## Given exercise
In the listing below, switch every "Expected output format" to "Required output format" and give the lines again with everything else unchanged.

## Dataset rows
BEGIN

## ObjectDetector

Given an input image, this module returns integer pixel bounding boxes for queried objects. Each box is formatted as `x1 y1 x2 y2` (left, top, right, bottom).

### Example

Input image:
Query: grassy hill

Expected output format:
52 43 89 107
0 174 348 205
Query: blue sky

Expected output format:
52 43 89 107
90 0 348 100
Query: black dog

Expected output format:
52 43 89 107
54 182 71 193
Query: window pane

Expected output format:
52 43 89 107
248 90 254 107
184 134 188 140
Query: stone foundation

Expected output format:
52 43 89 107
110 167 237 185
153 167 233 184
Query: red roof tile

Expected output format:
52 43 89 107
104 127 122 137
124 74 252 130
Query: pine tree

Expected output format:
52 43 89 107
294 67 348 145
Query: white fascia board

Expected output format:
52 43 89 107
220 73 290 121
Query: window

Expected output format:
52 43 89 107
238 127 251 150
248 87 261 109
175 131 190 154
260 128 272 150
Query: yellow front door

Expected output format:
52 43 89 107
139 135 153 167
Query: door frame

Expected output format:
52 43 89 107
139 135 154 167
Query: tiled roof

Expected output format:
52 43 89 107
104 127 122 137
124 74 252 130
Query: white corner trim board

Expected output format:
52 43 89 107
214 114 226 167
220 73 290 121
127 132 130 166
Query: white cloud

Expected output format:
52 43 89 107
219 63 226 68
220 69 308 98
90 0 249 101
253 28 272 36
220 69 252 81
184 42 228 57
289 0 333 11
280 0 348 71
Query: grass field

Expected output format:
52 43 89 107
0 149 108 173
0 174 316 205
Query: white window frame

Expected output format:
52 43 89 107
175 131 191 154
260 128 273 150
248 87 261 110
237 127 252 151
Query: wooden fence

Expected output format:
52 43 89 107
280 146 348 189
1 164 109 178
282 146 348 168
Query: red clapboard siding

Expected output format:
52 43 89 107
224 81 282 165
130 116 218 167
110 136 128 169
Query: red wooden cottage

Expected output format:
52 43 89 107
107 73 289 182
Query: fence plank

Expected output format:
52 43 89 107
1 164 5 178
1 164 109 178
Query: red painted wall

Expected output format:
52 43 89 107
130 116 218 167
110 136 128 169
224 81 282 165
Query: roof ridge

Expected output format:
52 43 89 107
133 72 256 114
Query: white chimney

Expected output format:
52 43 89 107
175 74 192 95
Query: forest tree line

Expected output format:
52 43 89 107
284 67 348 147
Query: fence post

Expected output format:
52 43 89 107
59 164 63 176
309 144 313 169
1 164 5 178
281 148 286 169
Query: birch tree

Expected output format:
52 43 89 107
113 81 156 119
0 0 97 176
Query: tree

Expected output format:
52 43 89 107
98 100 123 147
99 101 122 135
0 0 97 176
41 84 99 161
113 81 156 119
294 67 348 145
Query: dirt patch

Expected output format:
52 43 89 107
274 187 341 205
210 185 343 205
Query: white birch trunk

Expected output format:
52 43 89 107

END

## Solution to this task
## ObjectDetector

Given an input image, this module returns integer pixel bounding boxes for queried objects. Each box is formatted as `x1 y1 x2 y2` (left, top, right, bottom).

### Example

Input image:
Query: grassy hill

Required output format:
52 43 89 107
0 174 348 205
Query: blue sky

Required output format:
52 43 89 107
90 0 348 100
Query: black dog

Required output format:
52 43 89 107
54 182 71 193
Query: window pane

Required output format:
52 43 89 107
248 90 254 107
184 134 188 140
Query: stone foundation

Required output format:
52 43 89 107
110 167 237 185
153 167 233 184
Query: red roof tile

Required output format:
52 43 89 107
104 127 122 137
124 74 252 130
Query: pine tree

Required output format:
52 43 89 107
294 67 348 145
Query: white fascia board

Required output format:
52 43 89 107
220 73 290 121
Query: window

Required output format:
52 43 89 107
238 127 251 150
248 87 261 109
175 131 190 154
260 128 272 150
Query: yellow front door

Required output format:
52 43 89 107
139 135 153 167
Query: door frame

Required output format:
52 43 89 107
139 135 154 167
Query: tiled roof

Required output format:
52 43 89 107
104 127 122 137
124 74 252 130
Query: white corner trim board

Required output format:
52 43 89 107
214 114 226 167
220 73 290 121
127 132 130 166
Query: white cloud

Required output format:
52 43 89 107
219 63 226 68
220 69 308 98
90 0 249 101
253 28 272 36
220 69 252 81
184 42 228 57
289 0 333 11
280 0 348 71
Query: grass field

Required output format:
52 43 89 107
0 149 108 173
0 174 316 205
Query: white window frame

Required output format:
52 43 89 107
175 131 191 154
260 128 273 150
248 87 261 110
237 127 252 151
Query: wooden fence

Required output format:
52 43 89 107
280 146 348 189
1 164 109 178
282 146 348 168
Query: red clapboard siding

Required output format:
52 43 89 107
224 81 282 165
130 116 218 167
110 136 128 169
Query: red wooden cottage

Required output format:
52 43 89 107
107 73 289 182
Query: fence plank

Required output format:
52 43 89 107
1 164 5 178
1 164 109 178
Query: red painted wall

Required output format:
52 43 89 107
130 116 218 167
110 136 128 169
224 81 282 165
Query: roof ridge

Required output format:
52 43 89 107
133 72 256 114
Query: white chimney

Required output format:
52 43 89 107
175 74 192 95
Query: forest tree line

Required output format:
52 43 89 107
284 67 348 147
Query: fence post

Required output format:
52 43 89 107
59 164 63 176
309 144 313 169
1 164 5 178
281 148 286 169
Query: birch tree

Required output format:
52 43 89 107
113 81 156 119
0 0 97 176
Query: tree

Required output format:
52 43 89 107
98 100 123 147
99 101 122 135
0 0 97 176
41 84 99 161
113 81 156 119
294 67 348 145
Query: dirt patch

Required output format:
52 43 89 107
274 187 341 205
210 185 343 205
Query: white birch trunk

Required output format:
52 43 89 107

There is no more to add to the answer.